> _THE EXERCISE_
Please quote the material word for word, starting with its first line and going on through the line that contains "80), (314, 77)]".

>> Begin DATA ENTRIES

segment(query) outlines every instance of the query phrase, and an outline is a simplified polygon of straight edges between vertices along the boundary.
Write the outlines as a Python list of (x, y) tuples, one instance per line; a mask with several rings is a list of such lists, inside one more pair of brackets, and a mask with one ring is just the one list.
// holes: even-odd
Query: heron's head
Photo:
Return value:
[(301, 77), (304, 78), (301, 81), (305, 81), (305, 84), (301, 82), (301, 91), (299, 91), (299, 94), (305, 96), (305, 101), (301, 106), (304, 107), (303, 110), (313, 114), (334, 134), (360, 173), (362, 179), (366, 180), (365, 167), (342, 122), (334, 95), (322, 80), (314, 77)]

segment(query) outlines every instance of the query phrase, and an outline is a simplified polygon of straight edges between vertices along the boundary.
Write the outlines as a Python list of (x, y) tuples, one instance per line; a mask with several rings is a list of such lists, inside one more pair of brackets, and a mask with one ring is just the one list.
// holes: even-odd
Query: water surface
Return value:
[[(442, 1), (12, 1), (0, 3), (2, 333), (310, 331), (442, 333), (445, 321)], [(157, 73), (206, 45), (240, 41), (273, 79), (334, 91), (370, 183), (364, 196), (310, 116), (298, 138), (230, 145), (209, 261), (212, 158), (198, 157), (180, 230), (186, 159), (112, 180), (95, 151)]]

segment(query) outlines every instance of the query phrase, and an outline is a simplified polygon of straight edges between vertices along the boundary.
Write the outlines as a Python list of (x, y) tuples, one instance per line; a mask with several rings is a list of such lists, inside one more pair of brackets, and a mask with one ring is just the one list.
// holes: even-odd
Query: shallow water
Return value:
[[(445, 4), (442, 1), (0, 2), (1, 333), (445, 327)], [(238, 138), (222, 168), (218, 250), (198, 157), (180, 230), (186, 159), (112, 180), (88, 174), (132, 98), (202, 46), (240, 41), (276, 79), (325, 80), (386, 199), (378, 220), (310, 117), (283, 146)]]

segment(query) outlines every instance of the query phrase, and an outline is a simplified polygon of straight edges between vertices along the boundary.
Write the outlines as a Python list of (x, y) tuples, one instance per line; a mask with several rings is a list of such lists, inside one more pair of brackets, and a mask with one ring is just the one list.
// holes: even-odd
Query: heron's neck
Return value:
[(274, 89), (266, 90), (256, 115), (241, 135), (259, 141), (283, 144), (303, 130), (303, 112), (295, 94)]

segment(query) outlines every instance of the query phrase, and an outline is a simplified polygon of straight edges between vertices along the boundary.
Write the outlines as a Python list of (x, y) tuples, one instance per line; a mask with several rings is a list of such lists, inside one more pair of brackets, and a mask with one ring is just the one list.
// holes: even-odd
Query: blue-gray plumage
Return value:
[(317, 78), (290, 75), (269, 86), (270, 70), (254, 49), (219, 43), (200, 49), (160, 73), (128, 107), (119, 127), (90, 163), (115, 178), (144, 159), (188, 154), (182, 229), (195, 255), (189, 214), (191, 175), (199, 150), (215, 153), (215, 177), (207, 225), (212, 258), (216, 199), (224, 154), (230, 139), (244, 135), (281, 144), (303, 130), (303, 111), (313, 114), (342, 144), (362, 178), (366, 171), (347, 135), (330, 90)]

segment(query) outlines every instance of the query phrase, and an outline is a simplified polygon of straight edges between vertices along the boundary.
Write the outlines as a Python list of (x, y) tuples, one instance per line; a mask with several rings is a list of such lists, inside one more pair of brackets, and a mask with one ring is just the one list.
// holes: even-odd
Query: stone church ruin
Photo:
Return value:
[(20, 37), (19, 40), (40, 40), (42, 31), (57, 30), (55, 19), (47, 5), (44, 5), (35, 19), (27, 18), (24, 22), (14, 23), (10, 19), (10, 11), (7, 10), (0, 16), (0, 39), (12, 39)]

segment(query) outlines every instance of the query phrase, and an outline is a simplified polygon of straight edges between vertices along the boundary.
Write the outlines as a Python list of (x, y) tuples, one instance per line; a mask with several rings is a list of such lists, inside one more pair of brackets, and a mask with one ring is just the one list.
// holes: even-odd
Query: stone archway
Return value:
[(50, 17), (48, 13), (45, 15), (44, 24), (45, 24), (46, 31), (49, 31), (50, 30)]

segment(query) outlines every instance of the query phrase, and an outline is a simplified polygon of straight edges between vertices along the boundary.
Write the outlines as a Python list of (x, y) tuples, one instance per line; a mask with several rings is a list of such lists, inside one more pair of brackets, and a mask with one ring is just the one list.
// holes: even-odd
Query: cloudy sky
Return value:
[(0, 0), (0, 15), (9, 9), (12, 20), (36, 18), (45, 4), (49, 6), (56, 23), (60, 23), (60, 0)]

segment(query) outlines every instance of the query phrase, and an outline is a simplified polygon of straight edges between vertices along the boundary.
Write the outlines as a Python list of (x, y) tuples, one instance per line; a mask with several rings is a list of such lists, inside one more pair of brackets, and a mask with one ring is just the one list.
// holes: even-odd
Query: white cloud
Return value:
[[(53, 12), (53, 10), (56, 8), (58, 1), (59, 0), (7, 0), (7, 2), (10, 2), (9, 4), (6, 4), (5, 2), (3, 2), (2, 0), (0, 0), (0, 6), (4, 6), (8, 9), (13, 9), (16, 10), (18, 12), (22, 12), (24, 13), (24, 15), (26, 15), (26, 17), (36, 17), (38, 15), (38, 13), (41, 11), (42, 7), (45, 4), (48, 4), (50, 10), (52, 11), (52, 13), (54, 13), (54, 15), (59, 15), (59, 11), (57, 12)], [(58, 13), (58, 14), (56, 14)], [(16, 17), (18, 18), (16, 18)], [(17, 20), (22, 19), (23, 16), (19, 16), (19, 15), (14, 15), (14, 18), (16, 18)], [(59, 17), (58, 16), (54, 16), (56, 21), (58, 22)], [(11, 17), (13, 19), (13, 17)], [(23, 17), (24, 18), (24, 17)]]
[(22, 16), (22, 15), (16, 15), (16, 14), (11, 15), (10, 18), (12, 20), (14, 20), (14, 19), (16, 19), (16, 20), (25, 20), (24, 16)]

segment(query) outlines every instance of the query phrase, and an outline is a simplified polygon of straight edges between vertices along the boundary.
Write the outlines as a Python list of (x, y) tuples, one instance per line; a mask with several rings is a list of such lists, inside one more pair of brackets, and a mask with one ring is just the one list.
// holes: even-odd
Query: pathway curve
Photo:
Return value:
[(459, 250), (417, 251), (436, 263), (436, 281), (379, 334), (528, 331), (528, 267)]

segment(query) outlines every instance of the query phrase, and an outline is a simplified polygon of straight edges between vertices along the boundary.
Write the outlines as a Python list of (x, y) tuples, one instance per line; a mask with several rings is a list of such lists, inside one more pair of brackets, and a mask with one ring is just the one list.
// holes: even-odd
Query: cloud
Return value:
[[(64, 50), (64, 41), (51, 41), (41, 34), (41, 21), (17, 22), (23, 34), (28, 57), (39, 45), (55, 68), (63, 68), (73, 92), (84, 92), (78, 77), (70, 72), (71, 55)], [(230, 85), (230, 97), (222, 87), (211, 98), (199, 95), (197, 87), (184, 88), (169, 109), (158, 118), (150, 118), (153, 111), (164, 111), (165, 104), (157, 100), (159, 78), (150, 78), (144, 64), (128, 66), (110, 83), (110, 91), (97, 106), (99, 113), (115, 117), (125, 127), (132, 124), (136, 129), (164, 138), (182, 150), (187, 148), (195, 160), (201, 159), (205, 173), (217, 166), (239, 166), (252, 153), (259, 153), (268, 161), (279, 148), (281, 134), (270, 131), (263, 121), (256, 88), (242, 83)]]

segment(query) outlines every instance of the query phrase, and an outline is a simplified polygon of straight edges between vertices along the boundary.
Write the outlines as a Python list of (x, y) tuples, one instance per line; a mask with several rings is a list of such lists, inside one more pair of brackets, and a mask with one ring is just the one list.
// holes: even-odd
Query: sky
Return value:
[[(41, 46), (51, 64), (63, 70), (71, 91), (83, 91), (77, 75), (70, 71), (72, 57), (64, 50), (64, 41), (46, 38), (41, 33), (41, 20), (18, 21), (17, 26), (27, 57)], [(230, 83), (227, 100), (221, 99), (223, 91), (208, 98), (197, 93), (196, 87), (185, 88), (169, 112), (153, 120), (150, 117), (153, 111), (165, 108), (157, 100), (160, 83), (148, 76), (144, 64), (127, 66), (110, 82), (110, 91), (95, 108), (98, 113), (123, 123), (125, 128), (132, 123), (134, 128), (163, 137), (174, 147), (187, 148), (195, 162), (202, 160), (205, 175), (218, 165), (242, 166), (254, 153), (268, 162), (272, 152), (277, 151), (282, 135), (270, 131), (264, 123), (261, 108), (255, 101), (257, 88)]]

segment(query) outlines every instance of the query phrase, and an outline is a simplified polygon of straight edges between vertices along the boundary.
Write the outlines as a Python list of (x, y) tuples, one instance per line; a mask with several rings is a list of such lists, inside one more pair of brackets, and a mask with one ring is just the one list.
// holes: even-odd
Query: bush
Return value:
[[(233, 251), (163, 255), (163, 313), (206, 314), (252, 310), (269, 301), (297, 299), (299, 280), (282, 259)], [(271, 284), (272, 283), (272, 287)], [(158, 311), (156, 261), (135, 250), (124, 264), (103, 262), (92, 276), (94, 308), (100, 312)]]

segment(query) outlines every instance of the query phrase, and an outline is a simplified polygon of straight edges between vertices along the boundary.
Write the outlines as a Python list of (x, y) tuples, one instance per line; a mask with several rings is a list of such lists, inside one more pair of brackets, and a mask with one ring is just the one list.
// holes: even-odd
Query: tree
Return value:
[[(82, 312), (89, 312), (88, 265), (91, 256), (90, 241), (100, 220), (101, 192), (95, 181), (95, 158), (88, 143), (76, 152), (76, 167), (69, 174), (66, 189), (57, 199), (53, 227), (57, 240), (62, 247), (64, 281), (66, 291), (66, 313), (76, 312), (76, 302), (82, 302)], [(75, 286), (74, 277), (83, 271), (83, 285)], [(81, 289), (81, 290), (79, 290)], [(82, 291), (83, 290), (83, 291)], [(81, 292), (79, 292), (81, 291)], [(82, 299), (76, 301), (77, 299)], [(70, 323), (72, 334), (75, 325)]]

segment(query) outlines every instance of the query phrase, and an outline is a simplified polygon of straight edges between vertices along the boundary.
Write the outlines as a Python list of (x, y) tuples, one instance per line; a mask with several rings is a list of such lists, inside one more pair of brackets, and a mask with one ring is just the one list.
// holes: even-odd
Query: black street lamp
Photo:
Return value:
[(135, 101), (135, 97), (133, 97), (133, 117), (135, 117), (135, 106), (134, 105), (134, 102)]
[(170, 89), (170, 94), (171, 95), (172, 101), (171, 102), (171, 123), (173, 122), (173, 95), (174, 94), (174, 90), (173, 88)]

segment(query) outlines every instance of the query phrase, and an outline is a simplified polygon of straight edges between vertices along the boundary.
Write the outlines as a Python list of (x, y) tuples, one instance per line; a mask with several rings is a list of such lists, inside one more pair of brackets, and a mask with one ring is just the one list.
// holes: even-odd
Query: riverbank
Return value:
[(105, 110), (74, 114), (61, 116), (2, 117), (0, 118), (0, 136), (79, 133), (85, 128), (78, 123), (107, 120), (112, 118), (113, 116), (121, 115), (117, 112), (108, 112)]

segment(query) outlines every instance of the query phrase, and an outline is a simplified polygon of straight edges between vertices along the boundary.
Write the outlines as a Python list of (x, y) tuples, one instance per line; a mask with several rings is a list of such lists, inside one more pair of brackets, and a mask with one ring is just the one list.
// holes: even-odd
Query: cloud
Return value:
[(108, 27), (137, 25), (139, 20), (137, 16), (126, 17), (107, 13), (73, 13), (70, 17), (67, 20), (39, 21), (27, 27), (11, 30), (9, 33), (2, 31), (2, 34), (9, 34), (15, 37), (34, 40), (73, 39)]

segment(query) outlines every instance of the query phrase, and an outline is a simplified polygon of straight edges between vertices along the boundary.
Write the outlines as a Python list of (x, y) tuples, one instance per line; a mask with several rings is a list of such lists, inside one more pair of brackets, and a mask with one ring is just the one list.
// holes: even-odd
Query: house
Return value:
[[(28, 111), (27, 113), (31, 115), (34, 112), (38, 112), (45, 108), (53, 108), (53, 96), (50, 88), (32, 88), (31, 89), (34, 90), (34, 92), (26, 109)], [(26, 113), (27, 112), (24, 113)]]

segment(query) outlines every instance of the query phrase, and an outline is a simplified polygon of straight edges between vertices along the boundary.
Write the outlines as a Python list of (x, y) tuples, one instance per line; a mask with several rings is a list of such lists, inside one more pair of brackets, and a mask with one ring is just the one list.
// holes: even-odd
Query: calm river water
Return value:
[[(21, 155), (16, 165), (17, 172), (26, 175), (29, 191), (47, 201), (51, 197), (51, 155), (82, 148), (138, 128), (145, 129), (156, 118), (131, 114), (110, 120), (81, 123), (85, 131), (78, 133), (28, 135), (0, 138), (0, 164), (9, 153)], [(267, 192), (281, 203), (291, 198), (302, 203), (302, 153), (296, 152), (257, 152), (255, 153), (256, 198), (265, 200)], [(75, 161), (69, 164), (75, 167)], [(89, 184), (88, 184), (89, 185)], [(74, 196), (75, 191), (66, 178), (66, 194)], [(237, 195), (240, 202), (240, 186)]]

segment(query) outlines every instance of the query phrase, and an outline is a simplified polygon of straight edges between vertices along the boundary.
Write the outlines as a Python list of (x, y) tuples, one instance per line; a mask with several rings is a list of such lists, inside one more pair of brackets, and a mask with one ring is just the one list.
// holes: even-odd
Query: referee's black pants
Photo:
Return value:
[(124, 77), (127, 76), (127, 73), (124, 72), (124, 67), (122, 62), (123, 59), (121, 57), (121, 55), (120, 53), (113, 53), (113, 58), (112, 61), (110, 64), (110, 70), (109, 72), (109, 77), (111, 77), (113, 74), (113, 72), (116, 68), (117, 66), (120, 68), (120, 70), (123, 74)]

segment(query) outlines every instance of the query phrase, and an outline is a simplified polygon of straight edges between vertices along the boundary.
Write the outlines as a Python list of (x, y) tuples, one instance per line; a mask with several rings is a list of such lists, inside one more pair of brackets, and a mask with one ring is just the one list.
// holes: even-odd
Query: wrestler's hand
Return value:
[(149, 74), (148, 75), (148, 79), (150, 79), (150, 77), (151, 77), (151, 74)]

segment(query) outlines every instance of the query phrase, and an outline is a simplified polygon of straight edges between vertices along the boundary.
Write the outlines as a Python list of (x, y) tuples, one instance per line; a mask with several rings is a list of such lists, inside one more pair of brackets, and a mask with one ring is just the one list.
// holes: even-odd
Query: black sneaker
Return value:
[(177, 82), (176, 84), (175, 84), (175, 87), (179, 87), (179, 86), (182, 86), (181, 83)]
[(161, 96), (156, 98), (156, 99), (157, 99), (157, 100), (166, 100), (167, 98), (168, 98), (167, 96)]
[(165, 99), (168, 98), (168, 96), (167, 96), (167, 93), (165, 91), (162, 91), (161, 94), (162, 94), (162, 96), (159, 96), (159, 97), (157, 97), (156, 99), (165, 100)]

>> End DATA ENTRIES

> _RESULT FOR THIS TASK_
segment(query) outlines every instance of the query phrase, and an outline is a simplified polygon of straight edges between vertices along the boundary.
Write the outlines as a Python list of (x, y) tuples, one instance per line; a mask with several rings is a list of such lists, inside one more pair of brackets, and a mask with one ring is just the one list.
// holes: even-odd
Query: heron's head
Photo:
Return value:
[(301, 77), (304, 78), (301, 81), (305, 81), (305, 84), (301, 82), (301, 91), (299, 91), (299, 94), (305, 96), (305, 101), (301, 106), (304, 107), (303, 110), (313, 114), (334, 134), (360, 173), (362, 179), (366, 180), (365, 167), (342, 122), (334, 95), (322, 80), (314, 77)]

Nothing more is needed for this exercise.